■ **Task brief**:
Write out again only the lines that run from the start of the entries to the line containing "[tag] puppy's nose", both included.

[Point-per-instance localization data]
========

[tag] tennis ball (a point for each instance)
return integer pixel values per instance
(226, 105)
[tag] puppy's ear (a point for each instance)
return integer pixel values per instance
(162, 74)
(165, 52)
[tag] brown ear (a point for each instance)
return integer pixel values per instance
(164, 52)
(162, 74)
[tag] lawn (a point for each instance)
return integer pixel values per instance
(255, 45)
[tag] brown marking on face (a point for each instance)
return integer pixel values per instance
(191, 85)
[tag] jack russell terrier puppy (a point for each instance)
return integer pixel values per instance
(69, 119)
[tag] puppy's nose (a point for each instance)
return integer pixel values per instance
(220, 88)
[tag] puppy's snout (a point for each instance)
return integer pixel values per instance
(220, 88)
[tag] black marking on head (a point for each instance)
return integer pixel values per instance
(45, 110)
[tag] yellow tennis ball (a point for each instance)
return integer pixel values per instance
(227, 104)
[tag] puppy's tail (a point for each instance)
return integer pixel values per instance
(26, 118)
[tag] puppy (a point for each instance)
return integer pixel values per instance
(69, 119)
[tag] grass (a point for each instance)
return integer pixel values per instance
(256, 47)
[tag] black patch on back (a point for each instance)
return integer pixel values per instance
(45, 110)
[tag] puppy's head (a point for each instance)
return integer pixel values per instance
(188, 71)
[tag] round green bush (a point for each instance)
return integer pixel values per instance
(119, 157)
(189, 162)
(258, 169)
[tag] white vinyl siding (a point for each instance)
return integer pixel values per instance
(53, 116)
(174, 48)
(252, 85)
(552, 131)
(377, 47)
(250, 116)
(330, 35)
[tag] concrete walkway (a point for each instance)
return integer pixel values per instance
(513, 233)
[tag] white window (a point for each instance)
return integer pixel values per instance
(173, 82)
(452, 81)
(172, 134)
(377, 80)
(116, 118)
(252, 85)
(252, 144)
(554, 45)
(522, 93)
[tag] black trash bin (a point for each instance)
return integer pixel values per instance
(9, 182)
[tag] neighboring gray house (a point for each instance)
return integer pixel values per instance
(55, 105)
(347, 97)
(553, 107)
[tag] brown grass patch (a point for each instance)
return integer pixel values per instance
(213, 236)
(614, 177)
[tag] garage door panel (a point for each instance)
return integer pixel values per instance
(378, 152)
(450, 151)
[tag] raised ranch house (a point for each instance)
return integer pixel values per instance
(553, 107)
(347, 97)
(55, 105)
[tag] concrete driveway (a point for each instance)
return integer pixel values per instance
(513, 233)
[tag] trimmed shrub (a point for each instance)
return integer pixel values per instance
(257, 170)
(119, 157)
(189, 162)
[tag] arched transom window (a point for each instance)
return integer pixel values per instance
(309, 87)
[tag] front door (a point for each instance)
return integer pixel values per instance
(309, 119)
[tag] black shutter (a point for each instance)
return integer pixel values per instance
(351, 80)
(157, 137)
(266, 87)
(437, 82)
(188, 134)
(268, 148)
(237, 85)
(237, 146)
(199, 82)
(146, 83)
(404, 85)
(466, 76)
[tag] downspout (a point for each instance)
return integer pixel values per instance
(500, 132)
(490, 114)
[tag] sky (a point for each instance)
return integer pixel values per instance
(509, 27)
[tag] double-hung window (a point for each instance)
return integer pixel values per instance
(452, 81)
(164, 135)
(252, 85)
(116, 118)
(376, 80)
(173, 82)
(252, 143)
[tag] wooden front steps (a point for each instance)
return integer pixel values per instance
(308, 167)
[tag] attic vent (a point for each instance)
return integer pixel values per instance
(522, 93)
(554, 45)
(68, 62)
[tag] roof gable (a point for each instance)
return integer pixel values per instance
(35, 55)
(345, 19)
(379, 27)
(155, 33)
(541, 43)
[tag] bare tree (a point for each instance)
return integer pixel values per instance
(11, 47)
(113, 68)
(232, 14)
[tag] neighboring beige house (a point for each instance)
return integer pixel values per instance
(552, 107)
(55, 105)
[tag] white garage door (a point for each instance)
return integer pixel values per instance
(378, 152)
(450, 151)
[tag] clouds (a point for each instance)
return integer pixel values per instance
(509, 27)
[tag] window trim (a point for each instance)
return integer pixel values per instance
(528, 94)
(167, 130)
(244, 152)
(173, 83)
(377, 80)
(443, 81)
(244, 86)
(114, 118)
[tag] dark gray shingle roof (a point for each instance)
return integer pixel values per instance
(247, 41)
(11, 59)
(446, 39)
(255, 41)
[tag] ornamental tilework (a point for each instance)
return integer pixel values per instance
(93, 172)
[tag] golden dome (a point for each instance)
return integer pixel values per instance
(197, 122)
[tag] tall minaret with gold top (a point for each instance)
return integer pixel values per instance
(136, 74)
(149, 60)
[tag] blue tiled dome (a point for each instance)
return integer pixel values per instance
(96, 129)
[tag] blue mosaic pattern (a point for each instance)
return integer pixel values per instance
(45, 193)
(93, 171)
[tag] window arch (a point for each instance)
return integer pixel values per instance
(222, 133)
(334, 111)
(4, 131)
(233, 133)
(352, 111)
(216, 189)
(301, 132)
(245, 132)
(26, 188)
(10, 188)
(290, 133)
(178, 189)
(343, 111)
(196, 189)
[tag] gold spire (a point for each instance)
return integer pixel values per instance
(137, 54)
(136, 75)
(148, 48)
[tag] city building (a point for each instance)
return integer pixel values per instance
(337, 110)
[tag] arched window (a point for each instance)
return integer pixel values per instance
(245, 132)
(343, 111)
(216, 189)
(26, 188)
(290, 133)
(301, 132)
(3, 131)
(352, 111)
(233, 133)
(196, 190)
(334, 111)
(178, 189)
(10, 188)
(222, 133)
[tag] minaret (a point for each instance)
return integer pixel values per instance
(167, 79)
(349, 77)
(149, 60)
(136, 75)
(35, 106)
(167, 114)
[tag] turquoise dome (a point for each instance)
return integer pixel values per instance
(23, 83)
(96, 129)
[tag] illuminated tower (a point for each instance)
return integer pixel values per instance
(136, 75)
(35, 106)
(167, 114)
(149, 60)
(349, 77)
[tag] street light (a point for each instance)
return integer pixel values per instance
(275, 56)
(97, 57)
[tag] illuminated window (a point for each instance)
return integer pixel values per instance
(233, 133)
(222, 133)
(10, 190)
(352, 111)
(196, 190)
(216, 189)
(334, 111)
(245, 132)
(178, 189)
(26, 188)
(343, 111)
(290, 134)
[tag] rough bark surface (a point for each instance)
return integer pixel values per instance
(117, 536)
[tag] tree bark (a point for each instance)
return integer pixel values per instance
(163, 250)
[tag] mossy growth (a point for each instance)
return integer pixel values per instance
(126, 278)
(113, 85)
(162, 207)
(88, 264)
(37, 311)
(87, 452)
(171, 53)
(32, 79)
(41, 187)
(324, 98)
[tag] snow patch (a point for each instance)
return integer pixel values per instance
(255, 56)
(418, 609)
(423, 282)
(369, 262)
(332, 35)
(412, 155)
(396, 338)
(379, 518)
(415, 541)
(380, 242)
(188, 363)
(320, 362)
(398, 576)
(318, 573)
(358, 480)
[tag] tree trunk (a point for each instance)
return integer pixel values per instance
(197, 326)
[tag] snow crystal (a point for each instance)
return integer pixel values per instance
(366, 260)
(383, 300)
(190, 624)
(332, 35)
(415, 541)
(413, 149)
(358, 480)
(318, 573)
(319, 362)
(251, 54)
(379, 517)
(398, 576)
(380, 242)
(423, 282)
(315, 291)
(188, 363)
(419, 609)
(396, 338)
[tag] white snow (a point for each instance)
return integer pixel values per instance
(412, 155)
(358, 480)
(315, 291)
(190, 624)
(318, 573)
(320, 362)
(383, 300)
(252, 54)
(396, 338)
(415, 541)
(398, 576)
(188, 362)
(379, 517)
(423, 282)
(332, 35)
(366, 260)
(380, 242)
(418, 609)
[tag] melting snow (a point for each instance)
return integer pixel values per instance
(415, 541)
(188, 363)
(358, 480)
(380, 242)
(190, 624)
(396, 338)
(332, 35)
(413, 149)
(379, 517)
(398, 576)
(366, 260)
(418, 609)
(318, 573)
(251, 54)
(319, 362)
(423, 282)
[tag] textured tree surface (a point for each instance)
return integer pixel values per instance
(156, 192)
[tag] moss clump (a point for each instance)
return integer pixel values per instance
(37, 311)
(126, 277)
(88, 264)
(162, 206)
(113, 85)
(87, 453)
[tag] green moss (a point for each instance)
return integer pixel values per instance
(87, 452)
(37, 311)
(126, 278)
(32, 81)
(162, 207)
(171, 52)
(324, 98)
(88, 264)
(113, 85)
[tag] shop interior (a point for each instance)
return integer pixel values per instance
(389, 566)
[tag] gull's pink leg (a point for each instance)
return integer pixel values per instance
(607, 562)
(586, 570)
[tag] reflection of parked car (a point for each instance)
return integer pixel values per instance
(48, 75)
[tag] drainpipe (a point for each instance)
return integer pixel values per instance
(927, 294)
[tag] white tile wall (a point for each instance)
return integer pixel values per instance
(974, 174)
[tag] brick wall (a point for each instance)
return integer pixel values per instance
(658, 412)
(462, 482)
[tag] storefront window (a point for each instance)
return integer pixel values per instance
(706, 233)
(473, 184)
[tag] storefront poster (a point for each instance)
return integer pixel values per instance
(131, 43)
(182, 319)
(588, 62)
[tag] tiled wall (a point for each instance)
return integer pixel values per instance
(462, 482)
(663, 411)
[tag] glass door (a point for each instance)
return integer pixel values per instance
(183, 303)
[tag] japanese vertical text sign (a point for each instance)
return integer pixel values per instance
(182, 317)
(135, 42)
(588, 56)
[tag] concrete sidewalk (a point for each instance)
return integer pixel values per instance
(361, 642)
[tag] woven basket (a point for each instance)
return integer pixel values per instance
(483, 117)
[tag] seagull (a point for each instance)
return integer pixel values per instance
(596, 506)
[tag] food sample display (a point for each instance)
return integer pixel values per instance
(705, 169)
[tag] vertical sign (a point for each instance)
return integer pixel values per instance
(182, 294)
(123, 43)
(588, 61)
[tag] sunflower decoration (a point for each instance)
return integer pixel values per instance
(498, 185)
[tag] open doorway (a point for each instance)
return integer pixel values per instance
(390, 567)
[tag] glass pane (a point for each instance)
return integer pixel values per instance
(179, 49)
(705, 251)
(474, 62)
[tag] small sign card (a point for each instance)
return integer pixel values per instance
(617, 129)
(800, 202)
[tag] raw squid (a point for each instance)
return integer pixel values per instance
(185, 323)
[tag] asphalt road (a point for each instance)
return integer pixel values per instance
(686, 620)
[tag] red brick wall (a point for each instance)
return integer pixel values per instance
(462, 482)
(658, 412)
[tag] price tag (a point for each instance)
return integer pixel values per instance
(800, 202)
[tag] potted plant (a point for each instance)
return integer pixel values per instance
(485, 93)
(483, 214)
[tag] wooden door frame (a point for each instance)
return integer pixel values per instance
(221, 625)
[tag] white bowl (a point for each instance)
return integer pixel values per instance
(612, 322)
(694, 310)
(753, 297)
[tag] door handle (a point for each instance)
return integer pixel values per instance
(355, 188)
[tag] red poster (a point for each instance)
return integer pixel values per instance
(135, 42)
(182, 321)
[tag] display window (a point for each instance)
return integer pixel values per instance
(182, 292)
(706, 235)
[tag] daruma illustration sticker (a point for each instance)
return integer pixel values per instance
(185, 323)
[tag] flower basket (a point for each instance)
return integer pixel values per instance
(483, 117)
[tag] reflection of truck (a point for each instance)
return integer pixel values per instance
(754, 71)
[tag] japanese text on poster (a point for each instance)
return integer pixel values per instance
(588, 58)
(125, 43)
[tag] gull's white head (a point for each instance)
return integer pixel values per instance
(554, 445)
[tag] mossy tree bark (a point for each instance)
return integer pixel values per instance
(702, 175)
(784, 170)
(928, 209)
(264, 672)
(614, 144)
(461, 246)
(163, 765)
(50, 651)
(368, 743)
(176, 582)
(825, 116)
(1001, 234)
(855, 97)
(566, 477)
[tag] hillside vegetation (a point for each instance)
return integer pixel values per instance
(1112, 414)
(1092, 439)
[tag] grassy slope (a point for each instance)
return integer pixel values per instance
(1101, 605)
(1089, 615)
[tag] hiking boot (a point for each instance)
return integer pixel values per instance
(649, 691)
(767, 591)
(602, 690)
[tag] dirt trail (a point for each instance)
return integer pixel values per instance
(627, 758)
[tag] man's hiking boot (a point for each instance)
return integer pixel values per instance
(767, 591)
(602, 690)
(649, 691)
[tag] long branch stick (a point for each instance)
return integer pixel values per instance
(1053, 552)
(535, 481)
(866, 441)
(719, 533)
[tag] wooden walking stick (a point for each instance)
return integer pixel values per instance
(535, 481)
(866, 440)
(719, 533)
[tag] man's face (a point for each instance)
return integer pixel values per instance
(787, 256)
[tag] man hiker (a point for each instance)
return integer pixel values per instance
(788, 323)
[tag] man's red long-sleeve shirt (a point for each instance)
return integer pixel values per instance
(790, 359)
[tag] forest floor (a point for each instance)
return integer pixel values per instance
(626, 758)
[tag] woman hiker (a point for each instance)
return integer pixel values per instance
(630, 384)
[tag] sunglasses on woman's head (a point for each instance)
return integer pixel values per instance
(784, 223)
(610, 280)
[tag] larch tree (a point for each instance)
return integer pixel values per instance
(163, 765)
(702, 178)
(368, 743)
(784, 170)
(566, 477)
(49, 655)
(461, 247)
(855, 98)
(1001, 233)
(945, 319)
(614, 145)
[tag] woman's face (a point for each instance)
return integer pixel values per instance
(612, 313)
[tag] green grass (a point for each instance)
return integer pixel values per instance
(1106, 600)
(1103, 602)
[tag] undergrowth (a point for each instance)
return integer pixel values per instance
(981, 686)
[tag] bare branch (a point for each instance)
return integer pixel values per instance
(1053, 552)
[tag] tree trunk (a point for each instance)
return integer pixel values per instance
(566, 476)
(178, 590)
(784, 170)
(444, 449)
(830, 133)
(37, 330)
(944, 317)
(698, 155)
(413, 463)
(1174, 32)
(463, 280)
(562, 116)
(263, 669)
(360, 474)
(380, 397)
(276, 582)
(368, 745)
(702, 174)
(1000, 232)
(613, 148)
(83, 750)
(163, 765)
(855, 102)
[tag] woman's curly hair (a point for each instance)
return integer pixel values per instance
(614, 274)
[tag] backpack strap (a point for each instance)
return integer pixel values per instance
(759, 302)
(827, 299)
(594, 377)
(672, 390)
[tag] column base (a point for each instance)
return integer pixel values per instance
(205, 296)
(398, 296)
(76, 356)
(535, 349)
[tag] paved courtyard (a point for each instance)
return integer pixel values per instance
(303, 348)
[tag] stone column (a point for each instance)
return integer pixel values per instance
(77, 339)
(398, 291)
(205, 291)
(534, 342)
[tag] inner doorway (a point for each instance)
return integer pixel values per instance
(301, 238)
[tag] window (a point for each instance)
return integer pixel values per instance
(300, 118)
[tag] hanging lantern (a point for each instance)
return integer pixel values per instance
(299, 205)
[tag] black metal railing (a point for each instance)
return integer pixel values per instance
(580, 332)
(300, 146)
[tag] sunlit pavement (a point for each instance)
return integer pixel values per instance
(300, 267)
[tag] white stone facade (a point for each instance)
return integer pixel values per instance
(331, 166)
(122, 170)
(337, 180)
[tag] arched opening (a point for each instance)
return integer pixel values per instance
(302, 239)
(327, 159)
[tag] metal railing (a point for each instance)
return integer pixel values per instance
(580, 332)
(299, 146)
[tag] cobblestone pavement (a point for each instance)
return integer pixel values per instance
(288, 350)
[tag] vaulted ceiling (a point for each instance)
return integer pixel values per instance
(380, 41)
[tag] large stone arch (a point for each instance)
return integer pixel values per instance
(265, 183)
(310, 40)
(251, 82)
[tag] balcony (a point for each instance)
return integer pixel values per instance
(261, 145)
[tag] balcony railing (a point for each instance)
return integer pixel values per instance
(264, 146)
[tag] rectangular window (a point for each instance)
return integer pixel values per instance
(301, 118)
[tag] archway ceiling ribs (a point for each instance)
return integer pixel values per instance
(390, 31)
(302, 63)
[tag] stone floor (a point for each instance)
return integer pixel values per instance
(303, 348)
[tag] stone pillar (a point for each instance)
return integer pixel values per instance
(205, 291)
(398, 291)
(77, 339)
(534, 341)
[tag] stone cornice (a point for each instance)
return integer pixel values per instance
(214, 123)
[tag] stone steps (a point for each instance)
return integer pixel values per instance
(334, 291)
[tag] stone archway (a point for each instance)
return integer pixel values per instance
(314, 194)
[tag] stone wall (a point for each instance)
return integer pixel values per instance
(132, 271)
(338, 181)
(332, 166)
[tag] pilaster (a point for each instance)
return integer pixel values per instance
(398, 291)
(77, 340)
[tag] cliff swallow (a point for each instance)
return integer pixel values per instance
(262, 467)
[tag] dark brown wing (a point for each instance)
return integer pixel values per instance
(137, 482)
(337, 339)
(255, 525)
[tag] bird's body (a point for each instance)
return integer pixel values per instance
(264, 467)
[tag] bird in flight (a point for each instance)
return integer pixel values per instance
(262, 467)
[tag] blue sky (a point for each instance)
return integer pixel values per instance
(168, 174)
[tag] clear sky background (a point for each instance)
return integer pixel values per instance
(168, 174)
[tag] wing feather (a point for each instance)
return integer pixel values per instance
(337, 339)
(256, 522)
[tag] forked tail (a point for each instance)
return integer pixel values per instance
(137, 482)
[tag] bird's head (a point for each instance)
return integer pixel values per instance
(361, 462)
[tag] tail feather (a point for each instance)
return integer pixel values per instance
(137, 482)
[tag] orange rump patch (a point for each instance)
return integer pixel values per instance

========

■ **Response**:
[tag] tennis ball (a point for each instance)
return integer pixel values per instance
(226, 105)
[tag] puppy's ear (a point for each instance)
return integer pixel values per instance
(162, 74)
(165, 52)
[tag] brown ear (a point for each instance)
return integer pixel values per instance
(164, 52)
(162, 74)
[tag] lawn (a point for each instance)
return integer pixel values per instance
(255, 45)
[tag] brown marking on face (a point for each instance)
return integer pixel values per instance
(191, 85)
[tag] jack russell terrier puppy (a point for each instance)
return integer pixel values per instance
(69, 119)
[tag] puppy's nose (a point for each instance)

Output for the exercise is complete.